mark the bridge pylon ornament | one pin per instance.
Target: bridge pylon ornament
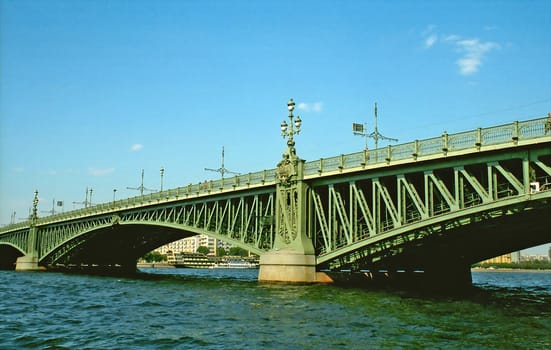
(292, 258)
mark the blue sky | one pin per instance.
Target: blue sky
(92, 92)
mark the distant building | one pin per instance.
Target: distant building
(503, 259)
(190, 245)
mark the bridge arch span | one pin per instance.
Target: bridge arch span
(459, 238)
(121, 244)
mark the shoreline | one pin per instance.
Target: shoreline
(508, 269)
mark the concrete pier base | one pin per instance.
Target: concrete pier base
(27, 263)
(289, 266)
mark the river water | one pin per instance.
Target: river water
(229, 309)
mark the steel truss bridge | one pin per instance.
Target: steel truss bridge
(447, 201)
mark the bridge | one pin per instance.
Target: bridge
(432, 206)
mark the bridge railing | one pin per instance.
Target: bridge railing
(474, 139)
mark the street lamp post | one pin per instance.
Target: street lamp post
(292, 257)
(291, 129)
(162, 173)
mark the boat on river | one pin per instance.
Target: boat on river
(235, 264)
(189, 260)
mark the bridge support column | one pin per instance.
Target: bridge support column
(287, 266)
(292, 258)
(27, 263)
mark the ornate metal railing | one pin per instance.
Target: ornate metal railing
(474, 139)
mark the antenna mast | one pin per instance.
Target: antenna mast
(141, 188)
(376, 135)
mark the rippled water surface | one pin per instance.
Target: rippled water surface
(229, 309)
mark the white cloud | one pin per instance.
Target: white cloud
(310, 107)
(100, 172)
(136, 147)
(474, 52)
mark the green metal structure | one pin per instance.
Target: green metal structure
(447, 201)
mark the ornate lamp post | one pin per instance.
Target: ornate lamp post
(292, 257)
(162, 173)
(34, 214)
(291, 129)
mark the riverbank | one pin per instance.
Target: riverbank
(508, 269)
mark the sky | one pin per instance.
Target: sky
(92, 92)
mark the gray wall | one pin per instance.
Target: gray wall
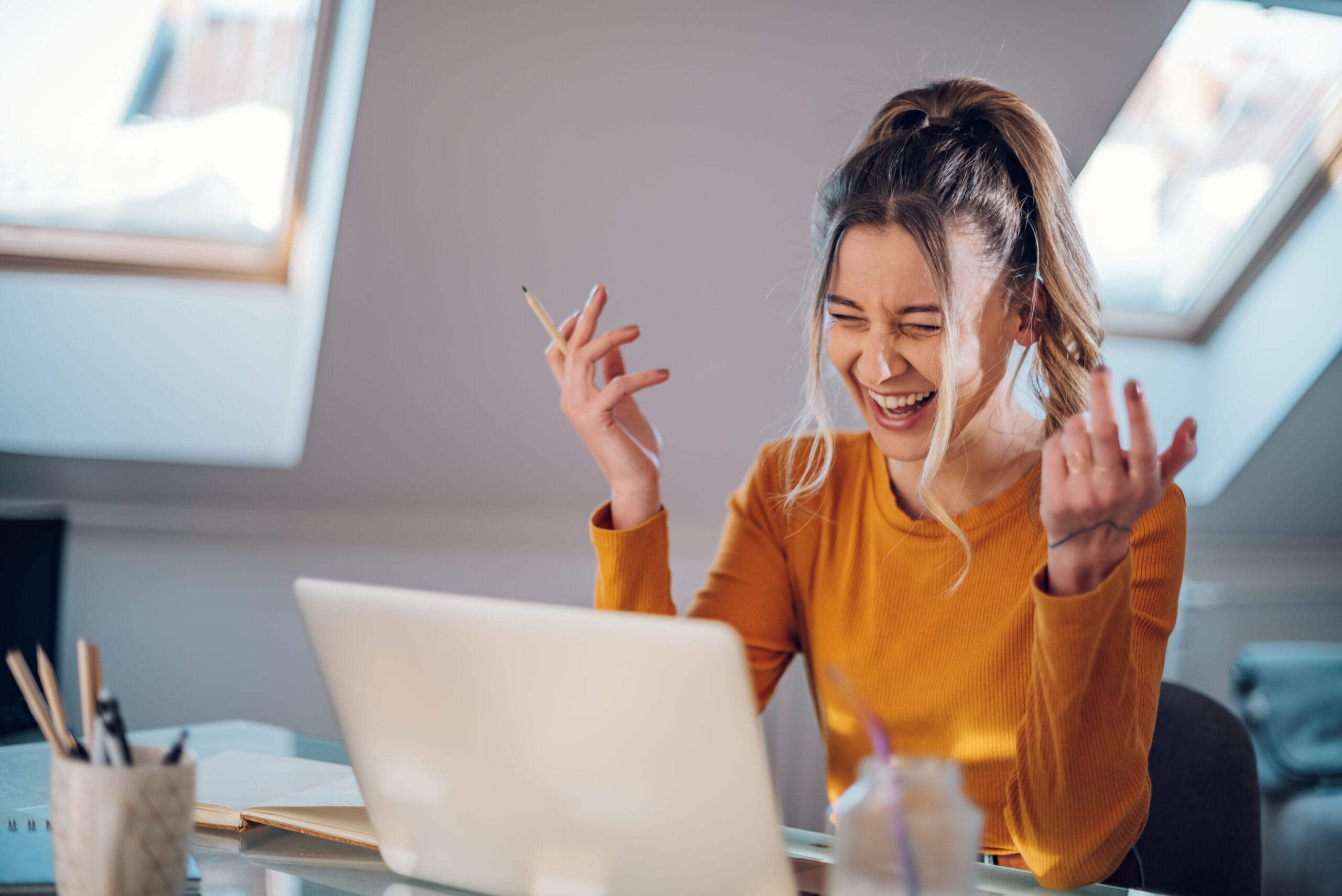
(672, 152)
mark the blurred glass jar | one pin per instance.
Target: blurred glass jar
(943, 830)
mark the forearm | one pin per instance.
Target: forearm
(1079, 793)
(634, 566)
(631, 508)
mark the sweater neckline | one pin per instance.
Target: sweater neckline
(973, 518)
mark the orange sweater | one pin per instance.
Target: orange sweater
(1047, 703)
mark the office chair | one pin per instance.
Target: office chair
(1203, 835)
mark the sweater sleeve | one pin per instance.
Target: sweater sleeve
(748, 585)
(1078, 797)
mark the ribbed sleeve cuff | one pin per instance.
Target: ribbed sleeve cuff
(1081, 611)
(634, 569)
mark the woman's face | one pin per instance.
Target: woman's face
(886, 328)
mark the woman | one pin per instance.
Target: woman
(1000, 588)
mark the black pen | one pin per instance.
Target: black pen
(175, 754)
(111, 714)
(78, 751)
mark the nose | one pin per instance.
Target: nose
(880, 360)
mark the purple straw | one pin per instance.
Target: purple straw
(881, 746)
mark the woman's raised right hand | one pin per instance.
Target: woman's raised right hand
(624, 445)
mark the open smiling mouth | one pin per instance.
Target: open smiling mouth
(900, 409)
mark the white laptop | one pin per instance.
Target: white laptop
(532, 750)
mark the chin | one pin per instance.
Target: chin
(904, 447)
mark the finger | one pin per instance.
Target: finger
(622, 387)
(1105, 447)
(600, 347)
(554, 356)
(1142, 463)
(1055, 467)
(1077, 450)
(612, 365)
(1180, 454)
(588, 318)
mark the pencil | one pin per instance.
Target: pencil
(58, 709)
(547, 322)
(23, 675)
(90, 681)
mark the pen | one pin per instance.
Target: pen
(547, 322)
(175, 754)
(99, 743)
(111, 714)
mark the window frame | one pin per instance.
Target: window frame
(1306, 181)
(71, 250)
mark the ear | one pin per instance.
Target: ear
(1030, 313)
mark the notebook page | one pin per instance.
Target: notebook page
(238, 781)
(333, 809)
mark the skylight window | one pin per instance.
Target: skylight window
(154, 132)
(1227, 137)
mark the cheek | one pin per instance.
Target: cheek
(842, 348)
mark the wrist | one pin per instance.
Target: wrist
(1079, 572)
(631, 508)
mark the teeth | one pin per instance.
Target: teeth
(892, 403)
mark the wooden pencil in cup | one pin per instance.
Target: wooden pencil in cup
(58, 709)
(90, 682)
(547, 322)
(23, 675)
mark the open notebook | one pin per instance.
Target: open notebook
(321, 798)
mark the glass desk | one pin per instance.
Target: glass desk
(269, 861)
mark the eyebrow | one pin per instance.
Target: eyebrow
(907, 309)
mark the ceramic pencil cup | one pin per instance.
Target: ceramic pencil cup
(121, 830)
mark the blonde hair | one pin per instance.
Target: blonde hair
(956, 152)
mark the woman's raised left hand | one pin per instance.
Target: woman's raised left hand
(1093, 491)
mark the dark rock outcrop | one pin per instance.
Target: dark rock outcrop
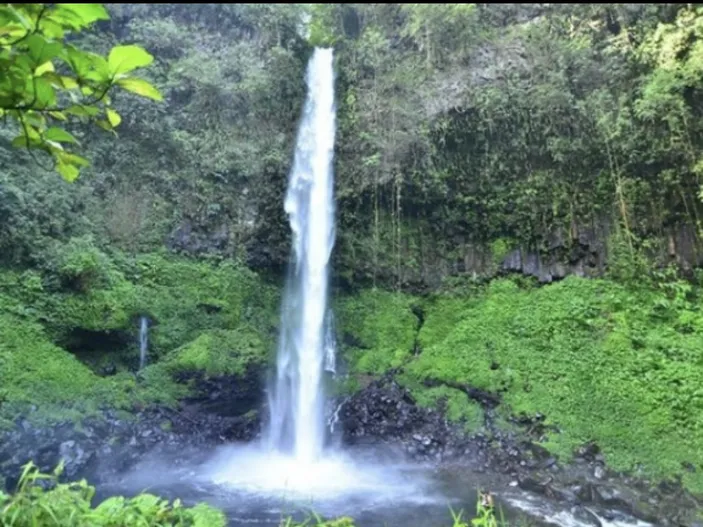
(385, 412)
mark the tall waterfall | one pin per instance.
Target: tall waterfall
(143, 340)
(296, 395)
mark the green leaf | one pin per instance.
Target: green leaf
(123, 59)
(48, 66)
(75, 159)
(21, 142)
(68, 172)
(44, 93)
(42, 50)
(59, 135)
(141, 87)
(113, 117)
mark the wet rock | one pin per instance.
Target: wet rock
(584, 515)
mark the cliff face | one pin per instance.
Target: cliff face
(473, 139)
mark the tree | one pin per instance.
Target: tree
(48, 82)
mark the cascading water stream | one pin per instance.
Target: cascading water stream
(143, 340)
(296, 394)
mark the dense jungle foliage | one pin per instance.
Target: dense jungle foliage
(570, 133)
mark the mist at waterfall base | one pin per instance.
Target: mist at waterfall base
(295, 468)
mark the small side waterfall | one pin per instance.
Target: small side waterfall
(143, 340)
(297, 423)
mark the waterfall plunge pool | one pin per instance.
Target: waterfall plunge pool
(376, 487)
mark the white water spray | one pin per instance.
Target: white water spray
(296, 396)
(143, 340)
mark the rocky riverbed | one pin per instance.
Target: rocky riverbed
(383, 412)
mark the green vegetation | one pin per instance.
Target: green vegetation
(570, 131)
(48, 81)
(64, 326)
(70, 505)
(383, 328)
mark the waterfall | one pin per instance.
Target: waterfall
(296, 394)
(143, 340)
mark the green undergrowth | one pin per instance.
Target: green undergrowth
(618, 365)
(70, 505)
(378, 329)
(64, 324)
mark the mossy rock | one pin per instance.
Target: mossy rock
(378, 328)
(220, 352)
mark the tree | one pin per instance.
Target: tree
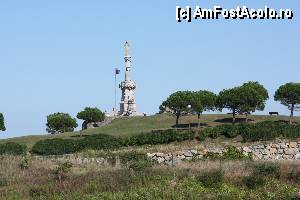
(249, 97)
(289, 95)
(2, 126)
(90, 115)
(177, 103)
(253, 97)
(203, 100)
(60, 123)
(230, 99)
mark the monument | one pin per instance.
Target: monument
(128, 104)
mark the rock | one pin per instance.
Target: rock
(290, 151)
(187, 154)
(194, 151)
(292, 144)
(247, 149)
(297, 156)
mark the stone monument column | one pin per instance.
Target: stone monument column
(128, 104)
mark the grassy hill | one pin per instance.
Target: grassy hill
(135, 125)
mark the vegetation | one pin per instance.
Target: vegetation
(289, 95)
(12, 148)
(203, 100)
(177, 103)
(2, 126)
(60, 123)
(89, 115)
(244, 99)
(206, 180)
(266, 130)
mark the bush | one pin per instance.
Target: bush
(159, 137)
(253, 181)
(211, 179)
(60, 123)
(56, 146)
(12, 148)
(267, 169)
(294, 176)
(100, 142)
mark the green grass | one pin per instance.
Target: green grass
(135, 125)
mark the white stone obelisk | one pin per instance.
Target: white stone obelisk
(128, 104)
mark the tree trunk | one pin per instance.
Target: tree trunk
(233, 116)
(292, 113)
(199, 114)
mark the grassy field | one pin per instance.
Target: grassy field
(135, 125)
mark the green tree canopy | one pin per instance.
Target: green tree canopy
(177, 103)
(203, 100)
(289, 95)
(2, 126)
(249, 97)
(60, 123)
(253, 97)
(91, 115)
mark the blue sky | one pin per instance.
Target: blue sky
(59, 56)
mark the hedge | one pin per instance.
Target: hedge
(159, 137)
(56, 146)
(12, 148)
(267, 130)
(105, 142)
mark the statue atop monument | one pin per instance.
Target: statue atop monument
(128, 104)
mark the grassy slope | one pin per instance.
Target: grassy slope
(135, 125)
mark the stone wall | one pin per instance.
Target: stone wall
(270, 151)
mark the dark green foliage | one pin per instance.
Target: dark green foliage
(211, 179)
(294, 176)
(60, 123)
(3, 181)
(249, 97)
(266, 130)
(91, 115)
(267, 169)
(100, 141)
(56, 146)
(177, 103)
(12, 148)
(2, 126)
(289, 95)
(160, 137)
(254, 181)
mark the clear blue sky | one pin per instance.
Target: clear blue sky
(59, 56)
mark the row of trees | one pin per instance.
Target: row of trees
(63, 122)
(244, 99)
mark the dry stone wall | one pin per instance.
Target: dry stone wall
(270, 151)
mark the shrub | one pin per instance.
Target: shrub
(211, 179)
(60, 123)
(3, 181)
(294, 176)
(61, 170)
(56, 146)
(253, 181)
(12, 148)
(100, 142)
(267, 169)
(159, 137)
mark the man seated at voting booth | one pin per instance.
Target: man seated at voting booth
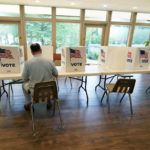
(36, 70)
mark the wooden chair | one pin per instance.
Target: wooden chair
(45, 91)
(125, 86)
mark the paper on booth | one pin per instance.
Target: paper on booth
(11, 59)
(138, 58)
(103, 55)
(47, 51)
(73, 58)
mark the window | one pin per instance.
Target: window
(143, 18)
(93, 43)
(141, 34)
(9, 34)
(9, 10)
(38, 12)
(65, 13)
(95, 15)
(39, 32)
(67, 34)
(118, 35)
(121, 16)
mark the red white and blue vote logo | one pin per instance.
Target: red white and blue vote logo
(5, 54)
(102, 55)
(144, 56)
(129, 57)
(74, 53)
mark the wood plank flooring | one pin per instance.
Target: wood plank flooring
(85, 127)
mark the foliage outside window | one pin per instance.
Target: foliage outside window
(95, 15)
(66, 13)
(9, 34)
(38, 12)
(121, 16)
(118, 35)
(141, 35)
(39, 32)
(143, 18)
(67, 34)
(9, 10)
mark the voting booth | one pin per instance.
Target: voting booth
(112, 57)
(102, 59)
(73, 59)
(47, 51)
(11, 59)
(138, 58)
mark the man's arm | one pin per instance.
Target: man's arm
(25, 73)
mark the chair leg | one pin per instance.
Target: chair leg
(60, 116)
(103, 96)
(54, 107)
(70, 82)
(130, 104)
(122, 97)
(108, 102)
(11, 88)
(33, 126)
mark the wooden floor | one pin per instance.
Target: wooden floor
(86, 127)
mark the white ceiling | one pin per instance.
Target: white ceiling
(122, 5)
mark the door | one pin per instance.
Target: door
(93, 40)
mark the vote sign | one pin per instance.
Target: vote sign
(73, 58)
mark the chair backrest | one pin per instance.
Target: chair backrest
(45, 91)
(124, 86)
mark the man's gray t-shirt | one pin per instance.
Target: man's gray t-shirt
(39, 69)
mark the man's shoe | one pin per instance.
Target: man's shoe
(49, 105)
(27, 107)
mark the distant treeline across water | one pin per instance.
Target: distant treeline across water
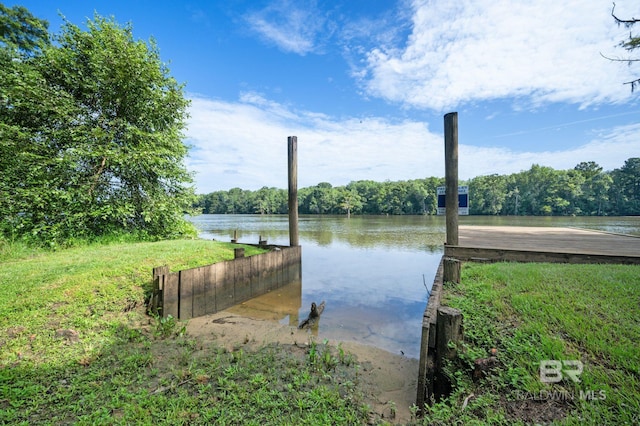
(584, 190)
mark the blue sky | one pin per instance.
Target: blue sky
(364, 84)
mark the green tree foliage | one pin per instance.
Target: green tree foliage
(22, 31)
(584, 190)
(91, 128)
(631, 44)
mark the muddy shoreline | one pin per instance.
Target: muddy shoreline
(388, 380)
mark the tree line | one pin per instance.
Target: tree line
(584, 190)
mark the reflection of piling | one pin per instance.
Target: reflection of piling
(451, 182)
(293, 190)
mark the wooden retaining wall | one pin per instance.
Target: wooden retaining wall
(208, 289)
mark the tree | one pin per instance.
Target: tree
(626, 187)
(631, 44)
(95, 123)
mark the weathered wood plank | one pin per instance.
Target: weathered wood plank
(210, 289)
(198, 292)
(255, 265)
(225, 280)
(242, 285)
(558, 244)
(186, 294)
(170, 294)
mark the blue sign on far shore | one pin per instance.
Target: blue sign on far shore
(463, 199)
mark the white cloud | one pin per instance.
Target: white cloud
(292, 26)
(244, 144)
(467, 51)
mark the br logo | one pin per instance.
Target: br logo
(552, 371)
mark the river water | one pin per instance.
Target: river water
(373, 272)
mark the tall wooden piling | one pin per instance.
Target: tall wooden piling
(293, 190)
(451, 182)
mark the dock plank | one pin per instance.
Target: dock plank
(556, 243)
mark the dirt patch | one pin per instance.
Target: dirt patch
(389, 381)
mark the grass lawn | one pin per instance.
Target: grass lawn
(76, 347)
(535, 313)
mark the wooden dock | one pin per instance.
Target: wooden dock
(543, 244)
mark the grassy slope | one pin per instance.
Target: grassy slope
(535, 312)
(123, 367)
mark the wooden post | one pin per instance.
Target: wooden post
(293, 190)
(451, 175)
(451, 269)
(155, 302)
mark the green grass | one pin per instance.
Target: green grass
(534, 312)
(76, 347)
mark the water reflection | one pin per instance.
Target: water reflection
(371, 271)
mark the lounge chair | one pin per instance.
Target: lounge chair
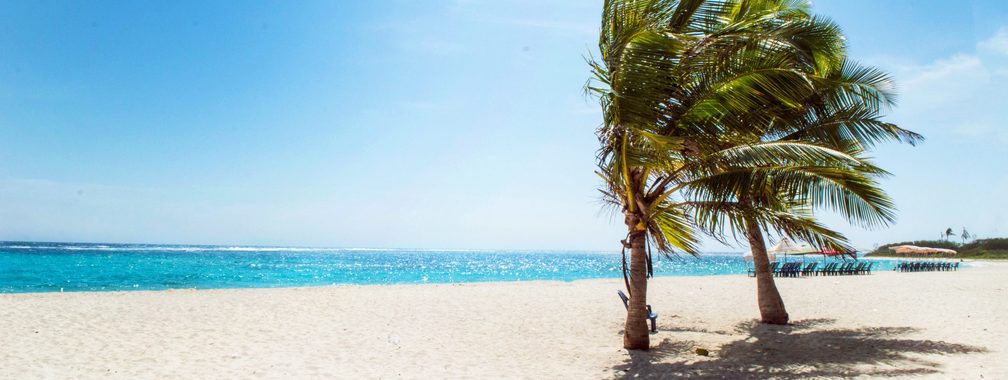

____________________

ACTIVITY:
Pictures are to be left out. Write out only the lines above starting at the one with "Target: man seated at voting booth" and ending at the one with "mark the red", both lines included, exactly.

EXERCISE OUTPUT:
Target: man seated at voting booth
(36, 70)
mark the wooden chair | one pin per instance.
Target: wooden chair
(45, 91)
(125, 86)
mark the paper on booth | one pin per instance.
Target: paper on booth
(11, 59)
(138, 58)
(103, 55)
(47, 51)
(73, 58)
mark the window | one pin per instance.
Target: window
(143, 18)
(93, 43)
(141, 34)
(9, 34)
(9, 10)
(38, 12)
(65, 13)
(95, 15)
(39, 32)
(67, 34)
(118, 35)
(121, 16)
mark the red white and blue vote logo | one pin per instance.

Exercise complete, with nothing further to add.